__WRITTEN PROBLEM__.
Reproduce the listing that follows with no differences at all.
'''
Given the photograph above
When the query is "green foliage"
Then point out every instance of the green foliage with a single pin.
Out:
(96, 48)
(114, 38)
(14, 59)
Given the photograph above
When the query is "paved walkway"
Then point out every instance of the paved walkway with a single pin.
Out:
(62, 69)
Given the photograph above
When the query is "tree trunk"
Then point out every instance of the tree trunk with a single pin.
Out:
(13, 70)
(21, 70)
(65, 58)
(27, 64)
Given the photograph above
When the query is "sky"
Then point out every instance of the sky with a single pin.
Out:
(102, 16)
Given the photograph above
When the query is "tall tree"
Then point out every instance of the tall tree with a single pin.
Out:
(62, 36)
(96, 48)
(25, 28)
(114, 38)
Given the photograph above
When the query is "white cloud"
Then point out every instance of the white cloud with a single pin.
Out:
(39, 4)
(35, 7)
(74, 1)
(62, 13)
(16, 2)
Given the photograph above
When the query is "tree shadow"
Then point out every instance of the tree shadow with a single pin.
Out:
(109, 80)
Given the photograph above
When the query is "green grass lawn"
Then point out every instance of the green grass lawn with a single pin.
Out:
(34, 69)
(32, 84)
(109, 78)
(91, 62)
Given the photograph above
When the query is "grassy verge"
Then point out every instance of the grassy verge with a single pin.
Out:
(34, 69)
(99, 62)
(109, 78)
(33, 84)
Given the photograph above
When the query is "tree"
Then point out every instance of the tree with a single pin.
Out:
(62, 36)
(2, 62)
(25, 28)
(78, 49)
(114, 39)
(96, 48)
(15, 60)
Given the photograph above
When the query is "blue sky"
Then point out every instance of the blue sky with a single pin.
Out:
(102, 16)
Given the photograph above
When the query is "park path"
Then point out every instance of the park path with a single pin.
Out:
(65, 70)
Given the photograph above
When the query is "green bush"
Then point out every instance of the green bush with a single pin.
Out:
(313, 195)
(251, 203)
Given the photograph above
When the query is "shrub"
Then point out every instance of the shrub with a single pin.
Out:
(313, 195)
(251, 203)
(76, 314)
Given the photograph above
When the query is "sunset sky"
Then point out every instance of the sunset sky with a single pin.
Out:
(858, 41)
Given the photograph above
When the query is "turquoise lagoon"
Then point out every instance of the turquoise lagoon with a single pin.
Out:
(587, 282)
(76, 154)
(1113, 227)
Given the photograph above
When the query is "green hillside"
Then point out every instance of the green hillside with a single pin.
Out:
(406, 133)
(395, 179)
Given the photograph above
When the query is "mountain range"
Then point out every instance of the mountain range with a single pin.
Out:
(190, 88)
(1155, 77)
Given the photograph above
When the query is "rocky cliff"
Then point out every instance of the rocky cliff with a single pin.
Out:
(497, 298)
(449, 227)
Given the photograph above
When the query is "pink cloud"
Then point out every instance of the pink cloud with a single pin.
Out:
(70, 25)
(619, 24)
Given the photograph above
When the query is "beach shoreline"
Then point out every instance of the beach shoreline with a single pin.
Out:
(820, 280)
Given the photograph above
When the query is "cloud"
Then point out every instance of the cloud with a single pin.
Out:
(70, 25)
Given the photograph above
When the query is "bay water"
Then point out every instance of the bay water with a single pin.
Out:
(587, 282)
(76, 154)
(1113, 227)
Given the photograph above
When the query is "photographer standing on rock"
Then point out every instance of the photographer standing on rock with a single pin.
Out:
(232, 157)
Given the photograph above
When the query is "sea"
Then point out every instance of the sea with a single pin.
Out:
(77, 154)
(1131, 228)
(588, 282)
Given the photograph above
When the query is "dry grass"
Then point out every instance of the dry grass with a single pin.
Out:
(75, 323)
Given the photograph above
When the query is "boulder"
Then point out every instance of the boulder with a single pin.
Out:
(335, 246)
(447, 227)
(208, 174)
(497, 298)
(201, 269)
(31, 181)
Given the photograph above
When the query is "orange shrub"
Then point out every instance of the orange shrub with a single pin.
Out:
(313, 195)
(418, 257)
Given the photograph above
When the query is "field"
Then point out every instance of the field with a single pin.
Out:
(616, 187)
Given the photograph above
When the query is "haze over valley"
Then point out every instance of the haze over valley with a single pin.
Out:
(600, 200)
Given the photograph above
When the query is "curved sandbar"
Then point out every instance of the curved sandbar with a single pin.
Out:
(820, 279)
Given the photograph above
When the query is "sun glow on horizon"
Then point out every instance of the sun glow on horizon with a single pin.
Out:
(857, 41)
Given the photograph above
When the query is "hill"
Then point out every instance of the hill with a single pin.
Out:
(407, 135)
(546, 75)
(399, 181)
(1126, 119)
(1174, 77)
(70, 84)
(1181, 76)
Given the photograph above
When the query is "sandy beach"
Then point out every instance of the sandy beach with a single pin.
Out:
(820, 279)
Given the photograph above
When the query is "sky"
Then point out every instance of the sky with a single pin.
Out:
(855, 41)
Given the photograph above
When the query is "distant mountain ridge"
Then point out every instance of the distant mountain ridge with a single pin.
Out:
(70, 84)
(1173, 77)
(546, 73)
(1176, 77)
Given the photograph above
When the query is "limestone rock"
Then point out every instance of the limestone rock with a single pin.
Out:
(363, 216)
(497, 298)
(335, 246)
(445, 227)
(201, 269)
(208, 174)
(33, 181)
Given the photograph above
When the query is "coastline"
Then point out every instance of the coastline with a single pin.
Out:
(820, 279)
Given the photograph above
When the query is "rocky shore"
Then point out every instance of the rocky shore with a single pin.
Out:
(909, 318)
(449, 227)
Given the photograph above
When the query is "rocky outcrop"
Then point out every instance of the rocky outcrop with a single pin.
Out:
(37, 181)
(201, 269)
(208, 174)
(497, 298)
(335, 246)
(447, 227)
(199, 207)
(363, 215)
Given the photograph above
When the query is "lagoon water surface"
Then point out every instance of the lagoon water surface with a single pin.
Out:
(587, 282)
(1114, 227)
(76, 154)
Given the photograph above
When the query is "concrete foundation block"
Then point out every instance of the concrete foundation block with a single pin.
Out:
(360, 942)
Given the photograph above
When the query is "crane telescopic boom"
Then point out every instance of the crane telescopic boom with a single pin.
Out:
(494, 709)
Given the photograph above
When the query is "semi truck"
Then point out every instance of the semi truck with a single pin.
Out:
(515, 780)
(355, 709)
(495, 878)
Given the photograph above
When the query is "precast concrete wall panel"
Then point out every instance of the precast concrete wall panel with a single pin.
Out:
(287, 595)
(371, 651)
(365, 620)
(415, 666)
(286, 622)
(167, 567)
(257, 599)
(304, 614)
'''
__REPLY__.
Given the photograph above
When the query is "green foliage"
Then point out every instance of the green foliage with a single pin.
Out:
(96, 48)
(114, 38)
(14, 59)
Given the photograph above
When the query is "paved walkway"
Then point out every instance of the paved walkway with a single pin.
Out:
(62, 69)
Given the photograph above
When the query is "tree trunk"
Then point out every instance of the tree trunk with a single pin.
Out:
(13, 70)
(21, 70)
(65, 58)
(27, 64)
Given the photograph above
When the query is "sky"
Then point out every instance of the sky with a single pin.
Out:
(102, 16)
Given the photograph above
When the query is "tall tree"
Then point out every instance of the tall tree with a single pin.
Out:
(62, 36)
(96, 48)
(25, 28)
(114, 38)
Given the photograph above
When the query is "white cloud"
Then point out every instance of the white cloud with a single pin.
Out:
(39, 4)
(35, 7)
(74, 1)
(62, 13)
(16, 2)
Given the photograph above
When the query is "tree shadow"
Then point out every instance of the tree shadow with a single pin.
Out:
(109, 80)
Given the photograph above
When the query is "green grass lawn"
Then point out every instance of the green grass lawn with a single pin.
Out:
(34, 69)
(32, 84)
(109, 78)
(91, 62)
Given the photograph above
When the query is "grassy verge"
Then point out every instance of the grassy verge with a single pin.
Out:
(34, 69)
(99, 62)
(109, 78)
(33, 84)
Given the photograph above
When the query is "tree"
Then point out every instance of the tree with a single pin.
Out:
(62, 36)
(2, 62)
(25, 28)
(78, 49)
(114, 39)
(96, 48)
(15, 60)
Given the photograph above
When the query is "blue sky"
Then point out every instance of the blue sky with a single pin.
Out:
(102, 16)
Given the photograph above
When the query is "park path"
Then point out every instance of the park path with a single pin.
Out:
(65, 70)
Given the photograph above
When the query is "green bush"
Then point out every instance of the green bush with a single pin.
Out:
(313, 195)
(251, 203)
Given the photograph above
When the query is "shrub"
Then point out every instance of the shrub with a single pin.
Out:
(313, 195)
(251, 203)
(76, 314)
Given the photograph above
When the query is "sunset sky"
Then point out every instance of the sunset sky with a single pin.
Out:
(858, 41)
Given the photograph above
When the query is "turquoise lagoon"
Then point out every instance of the turquoise lagoon with a single pin.
Out:
(587, 282)
(76, 154)
(1113, 227)
Given the photograph above
When the query is "green hillside"
Then point out every instance of the green hillside with a single pin.
Out:
(406, 133)
(395, 179)
Given the photograph above
When the query is "mountain range"
Then point out every instance of the mountain range with a single pin.
Out:
(190, 88)
(1155, 77)
Given the photograph above
When the query is "rocky cliff"
Then point out every instance of the rocky cliff with a single pin.
Out:
(497, 298)
(449, 227)
Given the photograph above
When the query is "pink cloud"
Then point out every instance of the pink cloud with a single pin.
Out:
(70, 25)
(619, 24)
Given the photograph above
When the query is "beach shoreline"
Then point out every instance of the beach shoreline with a single pin.
Out:
(820, 280)
Given the photograph above
When the query is "cloud"
Then point out every instance of the cloud with a single pin.
Out:
(70, 25)
Given the photograph above
When the query is "bay water"
Then point out every instance of the bay water with a single pin.
Out:
(587, 282)
(76, 154)
(1113, 227)
Given the photograph above
When the query is "photographer standing on rock"
Then point out every instance of the photographer standing on rock with a single pin.
Out:
(232, 157)
Given the photograph above
When the query is "sea"
Then point out every instance of the sea with a single pin.
Out:
(77, 154)
(1131, 228)
(588, 282)
Given the photograph above
When the query is "dry grass"
Then point out every instance of the dry grass with a single pin.
Out:
(75, 323)
Given the photograph above
When the query is "boulder"
Then point out every instance of the boulder with a single pin.
Out:
(335, 246)
(447, 227)
(208, 174)
(497, 298)
(201, 269)
(31, 181)
Given the photograph above
When the query is "orange shrub"
Then point out every instance of the orange shrub with a single pin.
Out:
(313, 195)
(418, 257)
Given the photograph above
When the query is "field"
Then point out every instance of the field with a single pin.
Out:
(616, 187)
Given the photograph above
When the query is "haze over valley"
Then point out every instance of the haze over valley with a single pin.
Out:
(600, 200)
Given the photograph above
When the query is "curved sandbar"
Then point out every instance of the curved sandbar with a single pin.
Out:
(820, 279)
Given the photograph above
When the query is "sun glow on horizon"
Then point out every instance of the sun glow on horizon with a single pin.
Out:
(857, 41)
Given the photograph above
When the query is "hill"
Then point out every instance of the hill with a single pin.
Out:
(407, 135)
(546, 75)
(399, 181)
(1126, 119)
(1174, 77)
(70, 84)
(1181, 76)
Given the photograph above
When the query is "sandy beach"
Then point out every instance of the sandy beach with a single pin.
Out:
(820, 279)
Given the photograph above
When the query is "sky"
Then point out every instance of the sky with a single pin.
Out:
(855, 41)
Given the photograph above
When the query is "distant mountain ridge"
Then point out every instance of the distant mountain ridge with a single pin.
Out:
(70, 84)
(1173, 77)
(546, 73)
(1176, 77)
Given the photograph above
When the query is "limestone rock"
Then point out every instance of the limestone rock with a single pin.
Out:
(363, 216)
(497, 298)
(335, 246)
(445, 227)
(201, 269)
(208, 174)
(33, 181)
Given the photograph above
When the query is "coastline"
Then point out every instance of the coastline with a single pin.
Out:
(820, 279)
Given the photograph above
When the query is "rocky shore"
Then point out every instance of the rocky shore with a single pin.
Out:
(909, 318)
(449, 227)
Given the photograph above
When the query is "rocky outcrop"
Then point out every instance of the rocky outcrop with a single pin.
Out:
(37, 181)
(201, 269)
(208, 174)
(497, 298)
(335, 246)
(447, 227)
(199, 207)
(363, 215)
Given the photograph above
When the query is "lagoon water surface"
Then point out every instance of the lagoon water surface with a single pin.
Out:
(587, 282)
(1114, 227)
(76, 154)
Given the photograph above
When the query is "concrete foundation block"
Then point out every instance of the concrete foundation block with a single pin.
Out:
(360, 942)
Given the photograph above
When the query is "crane telescopic boom"
Then point out every instance of the crane telescopic boom with a single pin.
Out:
(494, 709)
Given the photograph above
When the query is "semi truck"
Then point out every instance of the semi truck with a single pin.
Out:
(515, 780)
(355, 709)
(495, 878)
Given the photograph above
When the query is "precast concrete wall panel"
Then point out every instance of the precast concrete wall panel with a single pin.
Out:
(287, 595)
(371, 651)
(365, 620)
(415, 666)
(286, 622)
(167, 567)
(257, 599)
(304, 614)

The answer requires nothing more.